## Data extract
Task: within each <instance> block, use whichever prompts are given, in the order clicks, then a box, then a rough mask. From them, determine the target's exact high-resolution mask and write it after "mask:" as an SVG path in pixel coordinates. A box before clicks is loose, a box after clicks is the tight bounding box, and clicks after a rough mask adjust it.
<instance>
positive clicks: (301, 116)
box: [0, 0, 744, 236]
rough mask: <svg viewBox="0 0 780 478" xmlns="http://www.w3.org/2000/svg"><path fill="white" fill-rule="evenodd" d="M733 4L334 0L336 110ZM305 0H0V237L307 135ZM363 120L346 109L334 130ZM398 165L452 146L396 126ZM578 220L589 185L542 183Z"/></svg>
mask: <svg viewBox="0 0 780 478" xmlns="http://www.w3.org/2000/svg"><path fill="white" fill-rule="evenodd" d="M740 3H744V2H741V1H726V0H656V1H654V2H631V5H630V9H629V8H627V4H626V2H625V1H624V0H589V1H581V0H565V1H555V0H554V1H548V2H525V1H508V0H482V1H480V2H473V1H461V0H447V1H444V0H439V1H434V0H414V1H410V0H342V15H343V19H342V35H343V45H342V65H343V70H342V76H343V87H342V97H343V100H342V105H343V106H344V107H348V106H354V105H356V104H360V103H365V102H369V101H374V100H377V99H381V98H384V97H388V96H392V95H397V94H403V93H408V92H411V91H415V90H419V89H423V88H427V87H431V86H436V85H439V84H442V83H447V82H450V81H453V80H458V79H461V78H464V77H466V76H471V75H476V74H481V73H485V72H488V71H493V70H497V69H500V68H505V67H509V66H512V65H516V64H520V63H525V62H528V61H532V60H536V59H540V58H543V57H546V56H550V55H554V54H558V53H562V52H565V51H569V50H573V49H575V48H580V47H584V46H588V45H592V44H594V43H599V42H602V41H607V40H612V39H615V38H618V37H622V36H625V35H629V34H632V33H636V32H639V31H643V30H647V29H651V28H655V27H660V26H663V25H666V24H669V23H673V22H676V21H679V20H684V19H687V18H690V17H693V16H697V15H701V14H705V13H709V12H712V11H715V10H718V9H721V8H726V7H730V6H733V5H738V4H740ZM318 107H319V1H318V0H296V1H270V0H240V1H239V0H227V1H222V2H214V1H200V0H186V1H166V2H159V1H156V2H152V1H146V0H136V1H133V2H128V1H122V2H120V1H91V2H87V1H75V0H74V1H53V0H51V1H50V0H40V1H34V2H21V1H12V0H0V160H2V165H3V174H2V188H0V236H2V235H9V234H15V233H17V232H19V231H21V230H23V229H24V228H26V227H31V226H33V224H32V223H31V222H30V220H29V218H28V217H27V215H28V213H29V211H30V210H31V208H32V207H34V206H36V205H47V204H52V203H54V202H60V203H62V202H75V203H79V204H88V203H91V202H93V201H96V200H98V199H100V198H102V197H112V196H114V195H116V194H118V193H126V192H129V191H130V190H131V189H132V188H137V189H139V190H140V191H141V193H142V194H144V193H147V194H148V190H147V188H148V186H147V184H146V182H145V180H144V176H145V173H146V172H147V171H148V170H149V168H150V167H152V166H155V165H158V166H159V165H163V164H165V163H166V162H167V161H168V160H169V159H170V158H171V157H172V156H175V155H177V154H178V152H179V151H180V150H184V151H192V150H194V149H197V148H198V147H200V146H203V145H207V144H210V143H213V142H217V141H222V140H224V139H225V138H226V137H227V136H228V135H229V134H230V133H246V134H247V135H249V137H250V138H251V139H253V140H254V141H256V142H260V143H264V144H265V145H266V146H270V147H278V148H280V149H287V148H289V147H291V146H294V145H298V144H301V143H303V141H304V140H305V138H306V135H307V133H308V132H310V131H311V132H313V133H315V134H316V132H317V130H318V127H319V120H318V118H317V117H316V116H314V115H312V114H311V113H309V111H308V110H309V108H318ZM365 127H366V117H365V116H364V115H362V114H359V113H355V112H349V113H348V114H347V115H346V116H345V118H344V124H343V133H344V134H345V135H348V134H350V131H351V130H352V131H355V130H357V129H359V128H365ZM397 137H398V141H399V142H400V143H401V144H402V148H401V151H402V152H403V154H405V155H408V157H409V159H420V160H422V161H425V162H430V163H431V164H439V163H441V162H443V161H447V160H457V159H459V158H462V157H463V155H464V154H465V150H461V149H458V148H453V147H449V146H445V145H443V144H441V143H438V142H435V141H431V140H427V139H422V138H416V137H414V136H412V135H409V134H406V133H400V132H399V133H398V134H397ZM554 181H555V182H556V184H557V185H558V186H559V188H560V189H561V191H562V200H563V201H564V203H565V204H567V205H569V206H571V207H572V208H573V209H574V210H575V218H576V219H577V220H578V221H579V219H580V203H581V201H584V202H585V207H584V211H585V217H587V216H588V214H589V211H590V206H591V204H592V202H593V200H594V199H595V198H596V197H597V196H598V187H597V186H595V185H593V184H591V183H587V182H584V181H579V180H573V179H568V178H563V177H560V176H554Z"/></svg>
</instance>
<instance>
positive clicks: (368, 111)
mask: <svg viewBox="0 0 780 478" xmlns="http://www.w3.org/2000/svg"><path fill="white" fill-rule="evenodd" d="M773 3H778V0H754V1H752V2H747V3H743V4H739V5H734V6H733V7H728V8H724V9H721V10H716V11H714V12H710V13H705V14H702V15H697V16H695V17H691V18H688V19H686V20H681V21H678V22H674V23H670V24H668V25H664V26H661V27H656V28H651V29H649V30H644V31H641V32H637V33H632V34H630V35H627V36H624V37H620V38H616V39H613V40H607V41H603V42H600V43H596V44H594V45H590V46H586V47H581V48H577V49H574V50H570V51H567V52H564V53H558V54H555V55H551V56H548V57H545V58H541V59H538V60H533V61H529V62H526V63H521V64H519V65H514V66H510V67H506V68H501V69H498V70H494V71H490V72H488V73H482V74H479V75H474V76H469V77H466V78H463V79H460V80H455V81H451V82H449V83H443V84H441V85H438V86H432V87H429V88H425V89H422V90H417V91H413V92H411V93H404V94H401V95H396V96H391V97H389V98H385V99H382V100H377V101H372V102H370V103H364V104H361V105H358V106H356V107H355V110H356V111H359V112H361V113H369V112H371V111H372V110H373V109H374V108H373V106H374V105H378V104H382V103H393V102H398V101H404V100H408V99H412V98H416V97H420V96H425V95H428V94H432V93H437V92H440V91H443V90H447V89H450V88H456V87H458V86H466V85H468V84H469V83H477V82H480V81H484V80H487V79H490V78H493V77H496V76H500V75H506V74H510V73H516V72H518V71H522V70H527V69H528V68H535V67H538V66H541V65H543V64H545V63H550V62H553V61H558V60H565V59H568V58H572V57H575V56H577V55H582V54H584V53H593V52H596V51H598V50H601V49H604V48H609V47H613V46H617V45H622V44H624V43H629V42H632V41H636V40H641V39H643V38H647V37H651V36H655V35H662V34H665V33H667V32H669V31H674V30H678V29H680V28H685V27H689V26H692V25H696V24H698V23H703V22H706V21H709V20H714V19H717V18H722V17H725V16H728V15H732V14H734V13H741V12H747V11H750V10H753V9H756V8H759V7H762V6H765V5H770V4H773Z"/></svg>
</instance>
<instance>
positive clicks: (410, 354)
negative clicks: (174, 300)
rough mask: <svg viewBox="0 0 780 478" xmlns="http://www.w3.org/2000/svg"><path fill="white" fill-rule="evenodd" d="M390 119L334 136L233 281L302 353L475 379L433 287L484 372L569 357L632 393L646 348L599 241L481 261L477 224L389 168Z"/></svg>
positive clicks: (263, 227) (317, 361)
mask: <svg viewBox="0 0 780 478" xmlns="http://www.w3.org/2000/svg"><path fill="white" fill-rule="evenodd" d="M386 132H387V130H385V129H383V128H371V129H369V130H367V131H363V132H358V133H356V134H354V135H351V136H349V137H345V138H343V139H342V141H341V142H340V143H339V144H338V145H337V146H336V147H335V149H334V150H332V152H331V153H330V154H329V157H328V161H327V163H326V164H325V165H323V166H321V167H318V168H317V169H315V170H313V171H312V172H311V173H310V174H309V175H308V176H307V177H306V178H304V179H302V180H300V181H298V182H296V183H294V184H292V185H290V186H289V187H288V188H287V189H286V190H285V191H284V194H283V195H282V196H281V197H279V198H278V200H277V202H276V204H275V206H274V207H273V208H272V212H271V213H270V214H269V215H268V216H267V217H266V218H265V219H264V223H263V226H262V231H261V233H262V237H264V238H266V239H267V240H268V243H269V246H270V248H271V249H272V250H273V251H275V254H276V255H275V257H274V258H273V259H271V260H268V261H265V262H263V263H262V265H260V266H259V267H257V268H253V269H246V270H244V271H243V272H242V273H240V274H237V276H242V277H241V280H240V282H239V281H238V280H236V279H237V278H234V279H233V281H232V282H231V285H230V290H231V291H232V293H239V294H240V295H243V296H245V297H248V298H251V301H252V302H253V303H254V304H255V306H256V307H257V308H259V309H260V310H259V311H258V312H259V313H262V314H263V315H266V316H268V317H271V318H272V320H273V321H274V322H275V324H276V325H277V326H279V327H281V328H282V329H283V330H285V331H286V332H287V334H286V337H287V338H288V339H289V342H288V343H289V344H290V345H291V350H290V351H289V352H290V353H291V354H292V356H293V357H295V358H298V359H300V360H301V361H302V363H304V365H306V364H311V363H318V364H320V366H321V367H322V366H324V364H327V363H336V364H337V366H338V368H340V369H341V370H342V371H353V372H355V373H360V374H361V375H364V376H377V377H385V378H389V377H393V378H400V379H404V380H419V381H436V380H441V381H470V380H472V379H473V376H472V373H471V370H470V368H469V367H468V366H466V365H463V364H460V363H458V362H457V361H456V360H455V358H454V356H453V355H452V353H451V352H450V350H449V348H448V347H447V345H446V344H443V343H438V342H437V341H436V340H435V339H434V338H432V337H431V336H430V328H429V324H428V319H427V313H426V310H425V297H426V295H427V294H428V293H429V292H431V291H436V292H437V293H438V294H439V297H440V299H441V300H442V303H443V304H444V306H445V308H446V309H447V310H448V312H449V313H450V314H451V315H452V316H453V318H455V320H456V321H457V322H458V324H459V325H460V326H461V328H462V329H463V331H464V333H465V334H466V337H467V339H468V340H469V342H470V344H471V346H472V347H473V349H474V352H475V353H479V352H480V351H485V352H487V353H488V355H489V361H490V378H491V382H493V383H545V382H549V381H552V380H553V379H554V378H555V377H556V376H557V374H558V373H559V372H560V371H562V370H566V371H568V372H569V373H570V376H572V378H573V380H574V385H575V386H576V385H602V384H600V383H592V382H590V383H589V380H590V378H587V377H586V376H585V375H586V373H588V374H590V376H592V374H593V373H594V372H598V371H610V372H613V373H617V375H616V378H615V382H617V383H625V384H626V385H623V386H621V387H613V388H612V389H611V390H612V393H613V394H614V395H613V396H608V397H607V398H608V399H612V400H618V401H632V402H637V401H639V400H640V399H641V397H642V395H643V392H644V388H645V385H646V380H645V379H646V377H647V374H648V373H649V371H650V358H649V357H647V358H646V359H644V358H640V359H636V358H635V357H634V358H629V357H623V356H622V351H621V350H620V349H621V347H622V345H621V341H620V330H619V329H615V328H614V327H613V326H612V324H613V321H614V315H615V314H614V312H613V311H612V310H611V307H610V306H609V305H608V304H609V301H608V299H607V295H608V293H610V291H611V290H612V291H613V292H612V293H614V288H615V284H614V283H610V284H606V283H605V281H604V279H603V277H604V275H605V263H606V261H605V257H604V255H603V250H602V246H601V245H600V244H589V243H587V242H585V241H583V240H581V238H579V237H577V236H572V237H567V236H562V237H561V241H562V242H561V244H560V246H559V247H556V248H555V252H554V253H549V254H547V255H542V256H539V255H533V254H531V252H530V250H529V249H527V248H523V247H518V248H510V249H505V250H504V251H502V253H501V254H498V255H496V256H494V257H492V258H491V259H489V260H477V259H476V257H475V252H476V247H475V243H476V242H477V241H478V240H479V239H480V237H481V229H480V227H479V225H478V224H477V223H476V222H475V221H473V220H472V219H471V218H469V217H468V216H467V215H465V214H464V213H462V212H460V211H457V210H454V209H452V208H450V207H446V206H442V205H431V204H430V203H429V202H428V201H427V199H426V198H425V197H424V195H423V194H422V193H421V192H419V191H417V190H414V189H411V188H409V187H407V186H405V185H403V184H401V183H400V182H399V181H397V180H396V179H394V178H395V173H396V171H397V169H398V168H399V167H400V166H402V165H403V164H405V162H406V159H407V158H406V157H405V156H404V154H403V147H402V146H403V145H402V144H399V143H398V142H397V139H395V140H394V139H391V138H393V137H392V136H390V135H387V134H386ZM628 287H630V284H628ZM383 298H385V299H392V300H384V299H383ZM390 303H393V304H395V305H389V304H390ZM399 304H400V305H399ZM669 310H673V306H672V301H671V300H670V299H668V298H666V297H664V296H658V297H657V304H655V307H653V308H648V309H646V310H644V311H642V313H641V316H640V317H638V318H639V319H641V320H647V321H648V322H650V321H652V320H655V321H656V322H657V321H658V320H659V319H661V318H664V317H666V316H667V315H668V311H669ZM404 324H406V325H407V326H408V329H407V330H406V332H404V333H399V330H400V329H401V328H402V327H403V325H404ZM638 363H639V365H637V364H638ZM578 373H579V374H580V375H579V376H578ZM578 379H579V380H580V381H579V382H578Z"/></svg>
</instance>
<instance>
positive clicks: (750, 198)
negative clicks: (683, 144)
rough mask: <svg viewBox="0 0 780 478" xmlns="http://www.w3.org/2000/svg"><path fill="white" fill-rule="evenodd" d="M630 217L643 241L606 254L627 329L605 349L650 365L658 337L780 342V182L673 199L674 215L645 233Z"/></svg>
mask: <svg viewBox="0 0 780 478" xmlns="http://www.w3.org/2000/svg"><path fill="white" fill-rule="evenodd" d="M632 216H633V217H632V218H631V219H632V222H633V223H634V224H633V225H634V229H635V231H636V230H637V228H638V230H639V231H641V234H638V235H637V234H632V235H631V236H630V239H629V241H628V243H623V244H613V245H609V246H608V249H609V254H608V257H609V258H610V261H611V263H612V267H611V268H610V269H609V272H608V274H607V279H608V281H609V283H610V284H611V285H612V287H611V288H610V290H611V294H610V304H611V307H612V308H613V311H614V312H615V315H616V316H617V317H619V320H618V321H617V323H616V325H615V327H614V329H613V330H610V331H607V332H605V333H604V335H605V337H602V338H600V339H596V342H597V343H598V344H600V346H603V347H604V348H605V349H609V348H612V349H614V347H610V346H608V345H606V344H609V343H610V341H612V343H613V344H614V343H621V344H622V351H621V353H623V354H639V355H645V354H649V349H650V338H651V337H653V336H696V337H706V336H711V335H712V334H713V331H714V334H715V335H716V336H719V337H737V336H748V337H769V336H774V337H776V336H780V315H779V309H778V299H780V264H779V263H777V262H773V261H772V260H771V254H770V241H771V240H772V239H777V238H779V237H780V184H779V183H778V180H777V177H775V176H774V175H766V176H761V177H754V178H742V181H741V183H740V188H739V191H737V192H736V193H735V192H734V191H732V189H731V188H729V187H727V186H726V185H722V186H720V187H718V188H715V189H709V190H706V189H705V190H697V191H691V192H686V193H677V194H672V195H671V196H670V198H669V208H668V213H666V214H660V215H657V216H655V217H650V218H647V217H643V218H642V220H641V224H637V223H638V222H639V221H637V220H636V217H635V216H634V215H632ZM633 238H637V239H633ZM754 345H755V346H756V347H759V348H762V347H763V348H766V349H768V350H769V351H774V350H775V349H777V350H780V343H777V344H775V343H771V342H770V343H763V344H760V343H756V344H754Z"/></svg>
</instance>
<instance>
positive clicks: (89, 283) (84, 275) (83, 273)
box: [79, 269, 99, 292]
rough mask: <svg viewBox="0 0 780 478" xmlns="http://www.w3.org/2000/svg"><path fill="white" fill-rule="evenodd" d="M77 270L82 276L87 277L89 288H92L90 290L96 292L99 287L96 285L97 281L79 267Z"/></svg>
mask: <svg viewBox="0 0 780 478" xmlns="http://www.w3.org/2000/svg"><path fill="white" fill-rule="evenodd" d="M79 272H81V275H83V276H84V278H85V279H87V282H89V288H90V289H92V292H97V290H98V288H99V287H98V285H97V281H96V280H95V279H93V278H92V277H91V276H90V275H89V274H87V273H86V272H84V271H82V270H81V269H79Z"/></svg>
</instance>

## What is required
Count of lines that include "negative" in the records above: write that value only.

## Exercise solution
2